---- Supplied entries

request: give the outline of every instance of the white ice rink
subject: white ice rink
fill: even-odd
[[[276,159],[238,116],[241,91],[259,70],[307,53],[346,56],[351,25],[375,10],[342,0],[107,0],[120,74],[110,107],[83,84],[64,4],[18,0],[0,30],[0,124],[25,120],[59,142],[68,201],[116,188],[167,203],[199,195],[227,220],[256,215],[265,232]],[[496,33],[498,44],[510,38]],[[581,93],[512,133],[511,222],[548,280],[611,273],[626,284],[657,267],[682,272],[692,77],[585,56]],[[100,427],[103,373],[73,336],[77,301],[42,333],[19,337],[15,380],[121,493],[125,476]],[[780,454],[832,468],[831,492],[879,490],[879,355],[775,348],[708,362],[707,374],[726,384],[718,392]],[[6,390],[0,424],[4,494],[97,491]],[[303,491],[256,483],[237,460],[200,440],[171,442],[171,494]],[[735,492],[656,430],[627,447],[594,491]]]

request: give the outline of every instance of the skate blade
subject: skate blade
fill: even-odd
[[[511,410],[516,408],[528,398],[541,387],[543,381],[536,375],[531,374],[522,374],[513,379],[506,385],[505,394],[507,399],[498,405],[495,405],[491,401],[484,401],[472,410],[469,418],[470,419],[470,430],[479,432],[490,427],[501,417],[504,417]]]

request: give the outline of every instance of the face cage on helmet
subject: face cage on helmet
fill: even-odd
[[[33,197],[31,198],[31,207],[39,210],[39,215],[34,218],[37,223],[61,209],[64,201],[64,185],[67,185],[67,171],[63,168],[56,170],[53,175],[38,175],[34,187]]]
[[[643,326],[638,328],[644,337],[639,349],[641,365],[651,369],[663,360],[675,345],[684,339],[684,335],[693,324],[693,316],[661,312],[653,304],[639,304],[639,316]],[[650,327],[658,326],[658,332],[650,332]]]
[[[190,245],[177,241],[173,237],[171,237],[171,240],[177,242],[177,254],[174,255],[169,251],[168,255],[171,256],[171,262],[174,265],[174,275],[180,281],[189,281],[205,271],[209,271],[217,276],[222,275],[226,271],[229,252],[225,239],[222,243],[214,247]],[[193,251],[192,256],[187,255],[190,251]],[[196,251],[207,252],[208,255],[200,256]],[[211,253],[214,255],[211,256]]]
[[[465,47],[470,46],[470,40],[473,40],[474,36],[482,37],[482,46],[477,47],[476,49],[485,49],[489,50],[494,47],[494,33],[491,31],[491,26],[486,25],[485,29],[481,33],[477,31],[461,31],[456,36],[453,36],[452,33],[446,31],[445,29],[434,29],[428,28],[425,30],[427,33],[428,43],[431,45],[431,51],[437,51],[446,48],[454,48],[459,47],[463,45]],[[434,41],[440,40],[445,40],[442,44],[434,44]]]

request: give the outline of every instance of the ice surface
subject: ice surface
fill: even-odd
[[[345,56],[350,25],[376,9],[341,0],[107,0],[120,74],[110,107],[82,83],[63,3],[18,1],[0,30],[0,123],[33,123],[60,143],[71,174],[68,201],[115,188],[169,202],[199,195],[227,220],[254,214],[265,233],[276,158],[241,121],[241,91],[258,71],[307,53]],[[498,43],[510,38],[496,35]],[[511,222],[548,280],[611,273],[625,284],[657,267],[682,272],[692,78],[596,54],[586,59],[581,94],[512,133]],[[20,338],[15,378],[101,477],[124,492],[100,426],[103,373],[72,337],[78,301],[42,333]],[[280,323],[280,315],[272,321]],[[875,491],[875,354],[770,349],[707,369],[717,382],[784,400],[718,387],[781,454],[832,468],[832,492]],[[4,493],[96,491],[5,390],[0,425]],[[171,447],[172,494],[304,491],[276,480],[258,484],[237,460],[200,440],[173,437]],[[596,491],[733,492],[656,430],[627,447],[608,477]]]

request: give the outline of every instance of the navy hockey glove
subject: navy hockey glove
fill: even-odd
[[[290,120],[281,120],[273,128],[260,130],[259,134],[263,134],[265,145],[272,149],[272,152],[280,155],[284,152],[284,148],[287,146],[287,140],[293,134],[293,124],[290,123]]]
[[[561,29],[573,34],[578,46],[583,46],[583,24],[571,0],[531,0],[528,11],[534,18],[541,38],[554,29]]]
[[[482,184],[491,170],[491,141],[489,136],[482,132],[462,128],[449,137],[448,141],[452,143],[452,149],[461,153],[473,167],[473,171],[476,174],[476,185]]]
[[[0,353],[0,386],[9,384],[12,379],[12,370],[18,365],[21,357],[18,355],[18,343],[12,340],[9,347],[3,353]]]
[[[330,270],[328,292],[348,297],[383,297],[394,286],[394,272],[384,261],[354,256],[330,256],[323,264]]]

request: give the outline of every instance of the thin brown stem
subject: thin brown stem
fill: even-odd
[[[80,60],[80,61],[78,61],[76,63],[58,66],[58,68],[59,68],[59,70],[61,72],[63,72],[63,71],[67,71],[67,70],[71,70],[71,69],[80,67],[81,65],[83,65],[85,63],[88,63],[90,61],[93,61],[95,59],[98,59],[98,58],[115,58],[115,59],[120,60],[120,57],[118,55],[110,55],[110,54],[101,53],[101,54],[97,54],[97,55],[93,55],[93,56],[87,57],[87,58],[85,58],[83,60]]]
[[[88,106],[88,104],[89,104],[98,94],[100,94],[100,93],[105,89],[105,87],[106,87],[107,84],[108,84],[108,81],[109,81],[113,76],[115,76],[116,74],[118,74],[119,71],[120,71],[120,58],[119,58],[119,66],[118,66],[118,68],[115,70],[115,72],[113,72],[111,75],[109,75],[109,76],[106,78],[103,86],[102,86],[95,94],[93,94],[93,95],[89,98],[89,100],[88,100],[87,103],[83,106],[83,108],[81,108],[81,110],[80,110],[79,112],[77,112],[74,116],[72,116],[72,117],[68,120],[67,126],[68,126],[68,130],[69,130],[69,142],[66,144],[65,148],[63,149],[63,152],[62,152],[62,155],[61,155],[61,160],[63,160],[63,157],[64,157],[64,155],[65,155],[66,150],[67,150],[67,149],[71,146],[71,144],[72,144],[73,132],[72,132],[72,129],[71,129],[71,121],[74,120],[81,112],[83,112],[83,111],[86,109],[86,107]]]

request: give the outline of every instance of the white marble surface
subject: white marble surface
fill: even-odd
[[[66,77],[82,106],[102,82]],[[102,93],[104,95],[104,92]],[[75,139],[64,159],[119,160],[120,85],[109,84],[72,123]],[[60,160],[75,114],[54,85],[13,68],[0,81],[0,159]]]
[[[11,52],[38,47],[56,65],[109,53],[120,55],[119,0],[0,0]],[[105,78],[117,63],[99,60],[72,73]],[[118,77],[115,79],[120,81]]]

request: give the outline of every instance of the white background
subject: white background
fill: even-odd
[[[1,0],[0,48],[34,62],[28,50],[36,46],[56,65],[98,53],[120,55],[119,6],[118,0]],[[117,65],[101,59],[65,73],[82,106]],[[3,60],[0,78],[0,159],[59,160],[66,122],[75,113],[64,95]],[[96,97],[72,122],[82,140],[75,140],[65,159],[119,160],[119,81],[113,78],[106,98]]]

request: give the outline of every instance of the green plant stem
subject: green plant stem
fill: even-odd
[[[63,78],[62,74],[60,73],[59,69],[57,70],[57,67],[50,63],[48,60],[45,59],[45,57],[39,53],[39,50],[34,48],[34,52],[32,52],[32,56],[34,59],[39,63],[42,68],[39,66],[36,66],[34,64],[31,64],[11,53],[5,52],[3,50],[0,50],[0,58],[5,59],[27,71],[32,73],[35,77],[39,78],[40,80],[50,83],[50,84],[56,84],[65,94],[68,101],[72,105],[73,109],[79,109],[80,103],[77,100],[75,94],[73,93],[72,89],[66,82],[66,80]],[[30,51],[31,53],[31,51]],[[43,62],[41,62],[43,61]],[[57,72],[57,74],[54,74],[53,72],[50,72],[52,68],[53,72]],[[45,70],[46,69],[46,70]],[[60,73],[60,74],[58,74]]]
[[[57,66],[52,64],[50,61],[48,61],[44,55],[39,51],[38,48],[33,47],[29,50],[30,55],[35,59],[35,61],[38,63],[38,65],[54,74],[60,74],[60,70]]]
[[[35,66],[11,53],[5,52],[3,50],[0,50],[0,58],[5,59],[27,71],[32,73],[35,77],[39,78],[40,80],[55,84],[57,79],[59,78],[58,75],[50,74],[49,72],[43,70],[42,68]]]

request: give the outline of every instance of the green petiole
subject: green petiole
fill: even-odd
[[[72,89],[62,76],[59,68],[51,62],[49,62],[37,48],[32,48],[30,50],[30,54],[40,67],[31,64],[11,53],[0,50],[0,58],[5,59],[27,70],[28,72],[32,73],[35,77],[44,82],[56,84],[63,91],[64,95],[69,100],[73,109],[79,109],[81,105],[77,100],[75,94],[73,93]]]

--------

▶ [Exercise objective]: Repeat only the lines from the one holding "request: give the outline of every instance of the green petiole" through the last line of the data.

▶ [Answer to this exercise]:
request: give the outline of every instance of the green petiole
subject: green petiole
fill: even-odd
[[[72,89],[62,76],[59,68],[51,62],[49,62],[37,48],[32,48],[30,50],[30,54],[40,67],[31,64],[11,53],[0,50],[0,58],[5,59],[27,70],[28,72],[32,73],[35,77],[44,82],[56,84],[63,91],[64,95],[69,100],[73,109],[79,109],[81,105],[77,100],[75,94],[73,93]]]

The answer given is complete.